** Start **

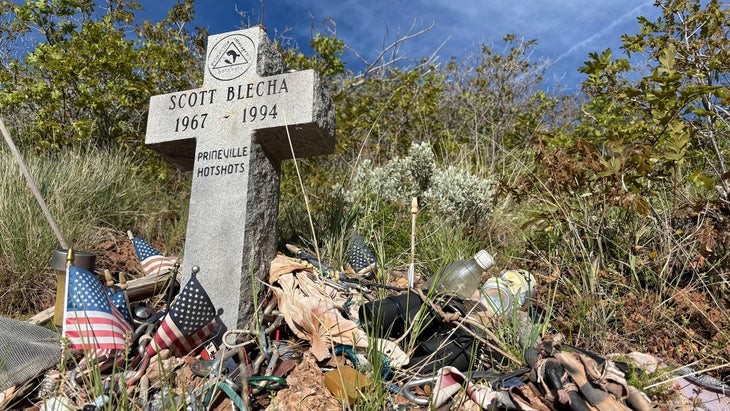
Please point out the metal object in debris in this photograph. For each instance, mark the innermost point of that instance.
(408, 387)
(58, 263)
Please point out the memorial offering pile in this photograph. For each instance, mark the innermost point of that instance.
(323, 338)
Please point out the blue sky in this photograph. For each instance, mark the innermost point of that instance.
(566, 30)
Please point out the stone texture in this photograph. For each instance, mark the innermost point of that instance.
(235, 152)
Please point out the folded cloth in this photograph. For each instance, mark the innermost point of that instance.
(26, 350)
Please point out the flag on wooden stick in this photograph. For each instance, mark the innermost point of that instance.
(187, 324)
(90, 321)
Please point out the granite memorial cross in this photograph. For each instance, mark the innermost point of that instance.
(233, 134)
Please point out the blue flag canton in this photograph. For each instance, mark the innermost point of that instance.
(143, 249)
(192, 309)
(86, 292)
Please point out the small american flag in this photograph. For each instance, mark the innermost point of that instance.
(151, 260)
(189, 321)
(91, 322)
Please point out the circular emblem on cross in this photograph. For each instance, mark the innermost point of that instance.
(231, 56)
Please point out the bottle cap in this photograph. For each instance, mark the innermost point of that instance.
(484, 259)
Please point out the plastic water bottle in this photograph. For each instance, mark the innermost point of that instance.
(512, 289)
(462, 277)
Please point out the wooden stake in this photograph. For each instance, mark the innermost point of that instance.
(32, 185)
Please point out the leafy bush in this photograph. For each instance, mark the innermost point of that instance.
(446, 192)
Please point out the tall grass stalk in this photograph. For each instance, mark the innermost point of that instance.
(86, 192)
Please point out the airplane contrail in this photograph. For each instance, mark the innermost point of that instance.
(602, 32)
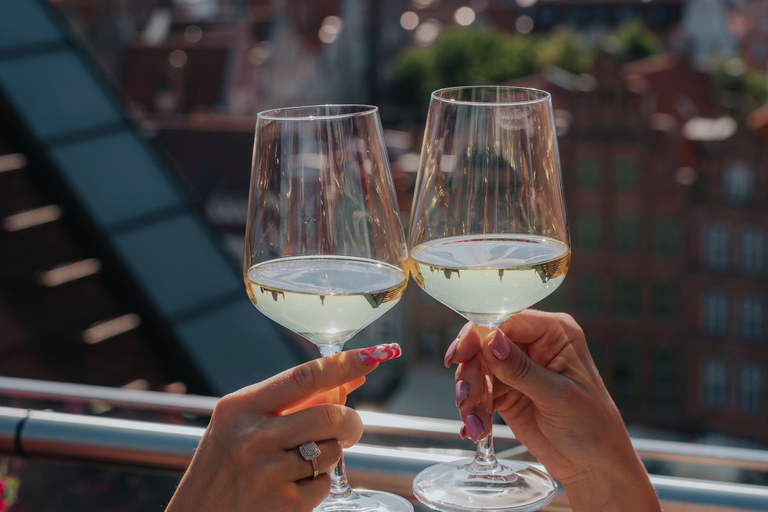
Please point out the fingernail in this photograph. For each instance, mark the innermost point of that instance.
(379, 353)
(499, 345)
(449, 353)
(462, 390)
(474, 427)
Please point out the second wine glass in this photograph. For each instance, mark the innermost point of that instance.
(488, 238)
(325, 252)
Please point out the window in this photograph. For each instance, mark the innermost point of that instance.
(657, 15)
(596, 350)
(665, 236)
(716, 247)
(664, 380)
(626, 173)
(588, 172)
(753, 250)
(626, 229)
(555, 301)
(626, 296)
(738, 182)
(589, 293)
(751, 392)
(625, 375)
(715, 383)
(625, 13)
(430, 347)
(715, 320)
(752, 313)
(664, 301)
(589, 230)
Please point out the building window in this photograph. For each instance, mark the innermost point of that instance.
(664, 301)
(753, 250)
(589, 230)
(626, 296)
(715, 321)
(665, 372)
(716, 247)
(665, 235)
(596, 350)
(589, 293)
(751, 392)
(430, 347)
(555, 300)
(626, 230)
(715, 383)
(752, 313)
(625, 376)
(588, 172)
(738, 182)
(626, 174)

** End **

— WHAT YOU WILL DO —
Please rewrite the listing above with every "innermost" changed to "central" and nothing else altered. Leave the pictures out.

— SOLUTION FOR THIS EXERCISE —
Please point out the metal object in debris in this photograph. For each instance, mark the central point of that instance.
(408, 387)
(58, 263)
Please point out the memorial offering pile in this photograph. For each instance, mark the central point of that instance.
(323, 338)
Please point out the blue sky in this photograph. For each instance, mark the central point of that instance.
(566, 30)
Please point out the stone texture in this photograph. For each instance, mark the central point of that instance.
(235, 152)
Please point out the folded cloth in this photograph. For each instance, mark the central point of that instance.
(26, 350)
Please point out the flag on wooden stick in this photograph. For each instance, mark the central point of that instance.
(187, 324)
(90, 321)
Please point out the granite memorial cross in this photograph. For each instance, mark the central point of that instance.
(233, 134)
Please point out the blue flag canton in this photograph. For each instance, mark the central point of that instance.
(143, 249)
(192, 309)
(86, 292)
Please point out the small american flag in this photograph. For each instance, mark the central point of that instance.
(151, 260)
(189, 321)
(91, 322)
Please point out the circular emblem on cross in this photograph. For each instance, mark the central point of that instance.
(231, 56)
Please point out the bottle cap in this photograph. For each instance, mark the central point of that instance.
(484, 259)
Please point out the plastic water bottle in this photograph. For each instance, mark the central point of that instance.
(512, 289)
(462, 277)
Please point out the wooden stake in this photograph. For each instance, mark the central point of that instance.
(32, 185)
Please point out the leafy bush in this photograph. For each instance, mark the central point of that instance.
(446, 192)
Please point out the tall grass stalk in this photograph. For each instance, mark the central point of that instance.
(86, 192)
Please point out the airplane contrail in this photograph. For each instance, mark the central point of that instance.
(602, 32)
Please point out the fingernail in this photograph. For each instance, mark the central point of that instance.
(379, 353)
(499, 345)
(449, 353)
(462, 390)
(474, 427)
Please point out the second wine glass in this photograph. For each instance, mark the central point of that instance.
(488, 238)
(325, 252)
Please point out the window in this photograph. For each instance, mark the central point of that instance.
(657, 15)
(596, 350)
(665, 236)
(716, 247)
(664, 380)
(626, 173)
(588, 172)
(753, 250)
(626, 229)
(555, 301)
(626, 296)
(738, 182)
(589, 293)
(751, 392)
(625, 375)
(715, 383)
(625, 13)
(430, 347)
(715, 320)
(752, 313)
(664, 301)
(589, 230)
Please point out the building window in this photograph. For each instance, mark the central point of that instance.
(664, 301)
(753, 250)
(589, 230)
(626, 296)
(715, 321)
(665, 372)
(716, 247)
(665, 235)
(596, 350)
(589, 293)
(751, 392)
(430, 347)
(555, 300)
(626, 230)
(715, 383)
(752, 313)
(625, 376)
(588, 172)
(738, 182)
(626, 174)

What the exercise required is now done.